## EXCERPT

◇ ◇ ◇ ◇ ◇ ◇ ◇

|
Farewell Mass for the Reverend Judith Sweetman
Sermon preached by Fr Philip Banks
Sunday 5th September 2010
Judith and Rufus – what to say to you this afternoon.
What words will be adequate to express our gratitude and our
affection, Judith for your ministry?
The fact that so many of us are here today bears testimony to the
esteem we all hold you in.
You’ve asked me to preach today (not sure whether to thank you!) and the
preacher’s job is somehow to articulate what you all here feel, and to
say “thank you” on your behalf to Judith.
Yet I know too Judith, having worked with you so closely these
three-plus years, that you’ll want this service and my words to be
Christ-centred, God-centred – not just focused on you. That’s why you
decided that you wanted your final service here to be a Eucharist, a
service of Holy Communion, gathering around table of the one, our Lord
Jesus, who welcomes us and loves us to the end.
And - typical you – you’ve chosen two readings which typify Christ’s
ministry - love and
servant-hood - and which
typify the way in which you’ve tried to follow in his footsteps in these
first years of ordained ministry in the Church of England: in love and
in servant-hood.
Someone asked me recently what was at the core of a priest’s ministry.
I thought of all sorts replies, including love & servant-hood –
and prayer – and blooming hard work! And lots of fun and rewards –
Judith and Rufus will both say the same I’m sure.
Actually, the answer is more basic. For the priest tries to help
people to say ‘YES’ – and that’s what you’ve done in your ministry.

◇ ◇ ◇ ◇ ◇ ◇ ◇

## Stored data entries

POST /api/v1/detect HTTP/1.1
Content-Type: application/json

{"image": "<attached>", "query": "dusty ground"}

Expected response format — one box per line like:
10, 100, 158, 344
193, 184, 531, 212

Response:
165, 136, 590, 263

◇ ◇ ◇ ◇ ◇ ◇ ◇

## WHAT YOU WILL DO
1 > Edit the part of the sermon starting with "You’ve asked me" and going on through "to the end.", putting "Mass" in place of "Eucharist".
2 > Write out all the stored data entries line for line, with no changes.

## WRITTEN ANSWERS
1 >
You’ve asked me to preach today (not sure whether to thank you!) and the
preacher’s job is somehow to articulate what you all here feel, and to
say “thank you” on your behalf to Judith.
Yet I know too Judith, having worked with you so closely these
three-plus years, that you’ll want this service and my words to be
Christ-centred, God-centred – not just focused on you. That’s why you
decided that you wanted your final service here to be a Mass, a
service of Holy Communion, gathering around table of the one, our Lord
Jesus, who welcomes us and loves us to the end.

2 >
POST /api/v1/detect HTTP/1.1
Content-Type: application/json

{"image": "<attached>", "query": "dusty ground"}

Expected response format — one box per line like:
10, 100, 158, 344
193, 184, 531, 212

Response:
165, 136, 590, 263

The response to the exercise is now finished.